__Object location annotation data__:
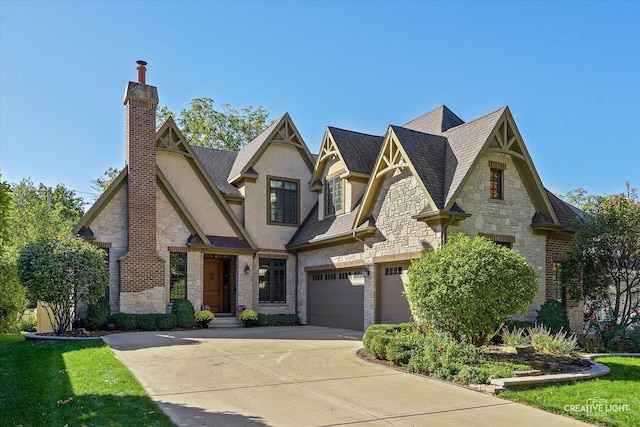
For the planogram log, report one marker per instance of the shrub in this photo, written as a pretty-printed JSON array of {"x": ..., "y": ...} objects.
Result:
[
  {"x": 124, "y": 321},
  {"x": 28, "y": 322},
  {"x": 515, "y": 337},
  {"x": 372, "y": 331},
  {"x": 146, "y": 322},
  {"x": 248, "y": 315},
  {"x": 185, "y": 314},
  {"x": 262, "y": 319},
  {"x": 98, "y": 314},
  {"x": 166, "y": 321},
  {"x": 553, "y": 315},
  {"x": 444, "y": 357},
  {"x": 12, "y": 294},
  {"x": 204, "y": 316},
  {"x": 378, "y": 346},
  {"x": 544, "y": 341},
  {"x": 272, "y": 319},
  {"x": 469, "y": 287},
  {"x": 404, "y": 346}
]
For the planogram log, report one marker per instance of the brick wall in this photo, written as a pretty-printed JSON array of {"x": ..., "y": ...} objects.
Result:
[{"x": 141, "y": 269}]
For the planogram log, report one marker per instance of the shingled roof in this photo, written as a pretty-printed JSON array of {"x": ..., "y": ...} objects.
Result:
[
  {"x": 428, "y": 154},
  {"x": 218, "y": 163},
  {"x": 359, "y": 150},
  {"x": 435, "y": 121}
]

__What is needed__: Reproduce verbatim the stretch of the data from the line containing "of the shingled" through the end of the data, both ends included.

__Output of the exercise__:
For the planogram log, report one marker per instance of the shingled roof in this photo, written as a pretty-printed JSON array of {"x": ..., "y": ...} objects.
Result:
[
  {"x": 428, "y": 154},
  {"x": 218, "y": 163},
  {"x": 359, "y": 150},
  {"x": 435, "y": 121}
]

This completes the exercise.